Dataset entries:
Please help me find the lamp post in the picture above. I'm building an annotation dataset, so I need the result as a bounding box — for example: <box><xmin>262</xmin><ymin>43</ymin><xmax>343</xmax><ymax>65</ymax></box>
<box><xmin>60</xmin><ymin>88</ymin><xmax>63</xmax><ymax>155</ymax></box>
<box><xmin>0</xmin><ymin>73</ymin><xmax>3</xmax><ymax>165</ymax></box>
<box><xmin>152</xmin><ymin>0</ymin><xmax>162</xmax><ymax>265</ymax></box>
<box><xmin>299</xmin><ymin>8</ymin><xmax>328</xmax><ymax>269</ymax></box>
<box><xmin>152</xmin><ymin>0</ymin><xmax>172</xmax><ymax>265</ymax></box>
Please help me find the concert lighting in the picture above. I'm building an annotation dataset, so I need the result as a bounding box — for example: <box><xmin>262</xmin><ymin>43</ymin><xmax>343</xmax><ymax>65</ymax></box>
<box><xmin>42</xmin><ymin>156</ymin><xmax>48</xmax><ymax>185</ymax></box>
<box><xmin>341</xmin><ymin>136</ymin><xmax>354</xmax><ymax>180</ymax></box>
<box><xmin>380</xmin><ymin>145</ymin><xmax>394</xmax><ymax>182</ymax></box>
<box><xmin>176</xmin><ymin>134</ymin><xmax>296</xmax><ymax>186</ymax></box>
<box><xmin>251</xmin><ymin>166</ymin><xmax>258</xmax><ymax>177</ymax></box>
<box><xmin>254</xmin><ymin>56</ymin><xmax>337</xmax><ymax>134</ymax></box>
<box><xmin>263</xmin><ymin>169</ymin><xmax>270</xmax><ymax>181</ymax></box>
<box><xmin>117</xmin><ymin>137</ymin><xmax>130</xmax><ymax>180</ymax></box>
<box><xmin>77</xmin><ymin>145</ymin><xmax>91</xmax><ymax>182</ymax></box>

WHAT THE TASK REQUIRES: Write the data above out again in full, with every word as given.

SOLUTION TO THE PROBLEM:
Please help me find the lamp post in the picture above. I'm building an annotation dataset, so I need the result as a bounding box — for example: <box><xmin>262</xmin><ymin>43</ymin><xmax>343</xmax><ymax>65</ymax></box>
<box><xmin>60</xmin><ymin>88</ymin><xmax>63</xmax><ymax>155</ymax></box>
<box><xmin>0</xmin><ymin>73</ymin><xmax>3</xmax><ymax>165</ymax></box>
<box><xmin>152</xmin><ymin>0</ymin><xmax>162</xmax><ymax>265</ymax></box>
<box><xmin>299</xmin><ymin>8</ymin><xmax>328</xmax><ymax>269</ymax></box>
<box><xmin>152</xmin><ymin>0</ymin><xmax>172</xmax><ymax>265</ymax></box>
Please help me find the concert lighting in the picture above. I'm building an annotation dataset, so I need the result as a bounding box — for example: <box><xmin>262</xmin><ymin>43</ymin><xmax>343</xmax><ymax>65</ymax></box>
<box><xmin>42</xmin><ymin>156</ymin><xmax>48</xmax><ymax>185</ymax></box>
<box><xmin>341</xmin><ymin>136</ymin><xmax>354</xmax><ymax>180</ymax></box>
<box><xmin>380</xmin><ymin>145</ymin><xmax>394</xmax><ymax>182</ymax></box>
<box><xmin>176</xmin><ymin>134</ymin><xmax>296</xmax><ymax>186</ymax></box>
<box><xmin>251</xmin><ymin>166</ymin><xmax>258</xmax><ymax>177</ymax></box>
<box><xmin>254</xmin><ymin>56</ymin><xmax>337</xmax><ymax>134</ymax></box>
<box><xmin>263</xmin><ymin>169</ymin><xmax>270</xmax><ymax>181</ymax></box>
<box><xmin>117</xmin><ymin>137</ymin><xmax>130</xmax><ymax>180</ymax></box>
<box><xmin>77</xmin><ymin>145</ymin><xmax>91</xmax><ymax>182</ymax></box>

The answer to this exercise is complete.